= AIM =
Pull out every line of the records below that contains the string "outline", matching case exactly.
###
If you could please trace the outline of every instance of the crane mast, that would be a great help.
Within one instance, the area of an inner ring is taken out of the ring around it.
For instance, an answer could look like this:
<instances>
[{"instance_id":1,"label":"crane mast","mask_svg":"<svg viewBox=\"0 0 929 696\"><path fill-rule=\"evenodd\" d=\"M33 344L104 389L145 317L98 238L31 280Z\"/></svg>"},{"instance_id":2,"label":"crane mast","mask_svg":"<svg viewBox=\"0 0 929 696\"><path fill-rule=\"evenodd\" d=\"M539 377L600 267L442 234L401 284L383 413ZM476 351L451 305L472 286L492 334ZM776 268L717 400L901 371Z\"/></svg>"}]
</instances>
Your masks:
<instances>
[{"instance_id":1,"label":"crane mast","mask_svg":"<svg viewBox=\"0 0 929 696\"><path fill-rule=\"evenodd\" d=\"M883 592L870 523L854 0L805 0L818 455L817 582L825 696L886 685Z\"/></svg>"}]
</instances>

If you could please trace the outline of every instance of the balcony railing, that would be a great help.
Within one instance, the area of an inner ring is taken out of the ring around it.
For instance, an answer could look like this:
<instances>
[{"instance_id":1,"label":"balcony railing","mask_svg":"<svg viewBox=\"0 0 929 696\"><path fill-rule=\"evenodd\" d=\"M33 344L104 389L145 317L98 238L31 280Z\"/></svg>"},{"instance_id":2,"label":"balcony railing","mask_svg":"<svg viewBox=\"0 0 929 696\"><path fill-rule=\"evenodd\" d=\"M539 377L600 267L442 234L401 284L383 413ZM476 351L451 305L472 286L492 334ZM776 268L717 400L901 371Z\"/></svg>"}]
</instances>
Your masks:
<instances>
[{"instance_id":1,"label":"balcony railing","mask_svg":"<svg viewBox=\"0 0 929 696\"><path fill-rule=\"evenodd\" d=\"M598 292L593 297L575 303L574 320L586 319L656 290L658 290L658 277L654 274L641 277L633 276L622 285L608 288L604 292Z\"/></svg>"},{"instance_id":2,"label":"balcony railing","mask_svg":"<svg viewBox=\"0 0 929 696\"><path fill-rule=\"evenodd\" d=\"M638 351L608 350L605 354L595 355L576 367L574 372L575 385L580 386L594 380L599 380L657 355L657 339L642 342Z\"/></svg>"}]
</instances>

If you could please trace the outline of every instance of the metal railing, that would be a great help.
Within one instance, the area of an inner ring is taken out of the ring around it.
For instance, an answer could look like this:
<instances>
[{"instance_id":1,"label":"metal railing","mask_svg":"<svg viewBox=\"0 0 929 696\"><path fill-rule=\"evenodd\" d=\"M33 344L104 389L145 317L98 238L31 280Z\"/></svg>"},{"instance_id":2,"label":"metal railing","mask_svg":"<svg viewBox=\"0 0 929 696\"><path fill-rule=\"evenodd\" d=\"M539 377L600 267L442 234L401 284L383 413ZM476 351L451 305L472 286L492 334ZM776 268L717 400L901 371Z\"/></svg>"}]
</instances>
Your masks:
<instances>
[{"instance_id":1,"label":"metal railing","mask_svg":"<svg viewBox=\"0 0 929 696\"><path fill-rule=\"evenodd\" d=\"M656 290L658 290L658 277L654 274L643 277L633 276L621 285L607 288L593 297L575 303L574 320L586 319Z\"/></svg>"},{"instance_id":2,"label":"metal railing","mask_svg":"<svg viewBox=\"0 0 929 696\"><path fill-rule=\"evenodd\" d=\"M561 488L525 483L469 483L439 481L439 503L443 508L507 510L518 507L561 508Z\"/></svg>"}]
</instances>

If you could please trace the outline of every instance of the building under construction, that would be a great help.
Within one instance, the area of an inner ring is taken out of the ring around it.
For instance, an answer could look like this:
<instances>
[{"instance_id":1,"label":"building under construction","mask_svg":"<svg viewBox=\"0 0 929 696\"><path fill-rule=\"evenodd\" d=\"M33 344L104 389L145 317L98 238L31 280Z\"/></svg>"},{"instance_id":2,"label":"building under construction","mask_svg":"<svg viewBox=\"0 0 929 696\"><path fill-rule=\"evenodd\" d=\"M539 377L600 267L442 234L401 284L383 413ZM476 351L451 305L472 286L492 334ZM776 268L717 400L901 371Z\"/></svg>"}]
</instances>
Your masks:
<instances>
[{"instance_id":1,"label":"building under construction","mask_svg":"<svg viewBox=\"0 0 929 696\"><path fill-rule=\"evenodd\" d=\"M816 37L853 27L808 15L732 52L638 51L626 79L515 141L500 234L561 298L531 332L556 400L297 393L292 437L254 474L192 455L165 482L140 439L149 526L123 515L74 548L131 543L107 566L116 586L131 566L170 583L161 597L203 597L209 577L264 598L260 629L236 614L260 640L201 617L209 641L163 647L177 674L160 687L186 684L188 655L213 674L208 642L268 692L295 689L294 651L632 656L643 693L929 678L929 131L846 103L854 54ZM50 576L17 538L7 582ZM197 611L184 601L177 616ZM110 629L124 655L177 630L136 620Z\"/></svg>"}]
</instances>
###
= RESPONSE =
If you could please trace the outline of every instance of the crane mast, that would be a great help.
If you could please trace the outline of every instance of the balcony railing, that would be a great help.
If you could please trace the outline of every instance of the metal railing, that would be a great help.
If you could please trace the outline of every instance of the building under construction, that would be a great help.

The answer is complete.